▶ [TEXT SEGMENT]

— start —

In 1497, Vasco da Gama led four ships and nearly 170 crew members along the route Dias had followed, this time veering even more sharply into the southern Atlantic to catch the favorable currents needed to get past the Cape of Good Hope. Plagued by hunger, scurvy and other perils of the journey, they sailed up the eastern coast of Africa, stopping at Mozambique and other ports in modern-day Kenya. With the help of a local navigator, da Gama and his ships made it across the Indian Ocean, reaching Calicut, India, in May 1498.

Da Gama’s success opened the first water route to India from Europe, paving the way for a new era of global trade and colonialism. On later expeditions, da Gama and others established a Portuguese network of trading posts and fortresses in eastern Africa and India, using brutal force against local Muslim and Hindu populations when they saw fit. Lisbon’s harbor soon bustled with ships carrying prized spices like cinnamon, ginger, black pepper and saffron, along with other precious goods.

Portugal’s Golden Age Nears Its End

In the early 16th century, Portugal was the most prosperous nation in the world, thanks to its feats of navigation, exploration and conquest. From India, its ships pushed further east, reaching the Spice Islands (Indonesia) in 1512 and China in 1514.

A few years later, the sailor and navigator Fernão de Magalhães (anglicized as "Magellan") proposed taking a westward route to the Spice Islands around the tip of South America. After Portugal’s King Manuel I rejected him, Magellan (like Columbus before him) turned to Spain instead.

Magellan died in the Philippines, but one of his ships made it back to Spain in 1522, completing the historic effort to circumnavigate the globe and marking the beginning of the end of Portugal’s dominance of the seas.

— end —

▶ [PROVIDED DATA]
— start —

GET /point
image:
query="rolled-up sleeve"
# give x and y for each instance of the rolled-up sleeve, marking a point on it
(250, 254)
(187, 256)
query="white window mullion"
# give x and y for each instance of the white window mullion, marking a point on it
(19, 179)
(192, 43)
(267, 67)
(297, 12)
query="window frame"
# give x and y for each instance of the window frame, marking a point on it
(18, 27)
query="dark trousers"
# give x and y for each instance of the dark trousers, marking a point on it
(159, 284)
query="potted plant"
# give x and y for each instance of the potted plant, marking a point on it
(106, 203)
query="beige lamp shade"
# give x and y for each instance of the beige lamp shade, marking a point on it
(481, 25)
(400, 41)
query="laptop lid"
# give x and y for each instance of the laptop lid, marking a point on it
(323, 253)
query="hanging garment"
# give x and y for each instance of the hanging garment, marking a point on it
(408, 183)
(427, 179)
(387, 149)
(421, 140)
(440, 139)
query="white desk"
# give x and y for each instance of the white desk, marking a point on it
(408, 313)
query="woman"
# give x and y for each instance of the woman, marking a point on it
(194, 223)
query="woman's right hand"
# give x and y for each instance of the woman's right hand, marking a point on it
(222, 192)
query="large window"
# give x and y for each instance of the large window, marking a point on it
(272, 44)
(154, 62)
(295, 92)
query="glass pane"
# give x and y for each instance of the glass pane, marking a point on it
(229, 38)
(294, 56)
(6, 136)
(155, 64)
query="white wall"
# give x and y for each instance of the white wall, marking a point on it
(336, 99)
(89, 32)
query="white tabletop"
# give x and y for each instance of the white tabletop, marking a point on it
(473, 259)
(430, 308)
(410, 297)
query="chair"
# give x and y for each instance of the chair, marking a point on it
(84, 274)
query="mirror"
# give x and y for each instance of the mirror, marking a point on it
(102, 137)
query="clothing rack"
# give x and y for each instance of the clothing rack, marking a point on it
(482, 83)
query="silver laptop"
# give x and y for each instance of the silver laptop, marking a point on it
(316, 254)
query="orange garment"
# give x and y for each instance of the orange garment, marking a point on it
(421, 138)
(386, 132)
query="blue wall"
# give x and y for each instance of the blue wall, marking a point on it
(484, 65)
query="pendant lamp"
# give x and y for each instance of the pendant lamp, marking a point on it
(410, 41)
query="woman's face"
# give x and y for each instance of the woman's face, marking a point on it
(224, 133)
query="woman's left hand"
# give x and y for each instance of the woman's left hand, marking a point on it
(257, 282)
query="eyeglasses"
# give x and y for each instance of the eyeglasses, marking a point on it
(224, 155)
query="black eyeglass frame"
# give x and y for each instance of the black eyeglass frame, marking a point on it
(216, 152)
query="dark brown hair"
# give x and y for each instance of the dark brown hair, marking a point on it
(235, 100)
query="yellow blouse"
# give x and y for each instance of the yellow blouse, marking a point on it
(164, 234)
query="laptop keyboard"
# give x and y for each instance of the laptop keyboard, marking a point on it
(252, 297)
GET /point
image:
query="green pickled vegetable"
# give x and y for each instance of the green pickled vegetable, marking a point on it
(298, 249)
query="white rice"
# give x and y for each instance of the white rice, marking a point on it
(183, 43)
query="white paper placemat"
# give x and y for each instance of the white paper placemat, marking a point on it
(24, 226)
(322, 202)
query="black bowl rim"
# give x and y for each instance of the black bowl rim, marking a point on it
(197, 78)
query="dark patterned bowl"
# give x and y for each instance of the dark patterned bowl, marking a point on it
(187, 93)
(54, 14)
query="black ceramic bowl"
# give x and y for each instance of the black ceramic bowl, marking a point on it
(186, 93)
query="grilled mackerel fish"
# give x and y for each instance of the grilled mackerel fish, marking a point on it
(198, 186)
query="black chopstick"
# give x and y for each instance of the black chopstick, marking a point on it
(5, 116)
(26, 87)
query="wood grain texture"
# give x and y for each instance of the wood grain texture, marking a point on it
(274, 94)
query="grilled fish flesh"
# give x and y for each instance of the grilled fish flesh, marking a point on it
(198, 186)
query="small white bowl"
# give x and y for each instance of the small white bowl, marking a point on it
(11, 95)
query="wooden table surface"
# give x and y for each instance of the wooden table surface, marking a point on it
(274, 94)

— end —

▶ [TASKS TO CARRY OUT]
1. List every spice that the passage on Portuguese exploration names as arriving in Lisbon's harbor.
2. According to the passage on Portuguese exploration, when did Vasco da Gama's ships reach Calicut, India?

▶ [RESULTS BY TASK]
1. Cinnamon, ginger, black pepper, saffron

2. May 1498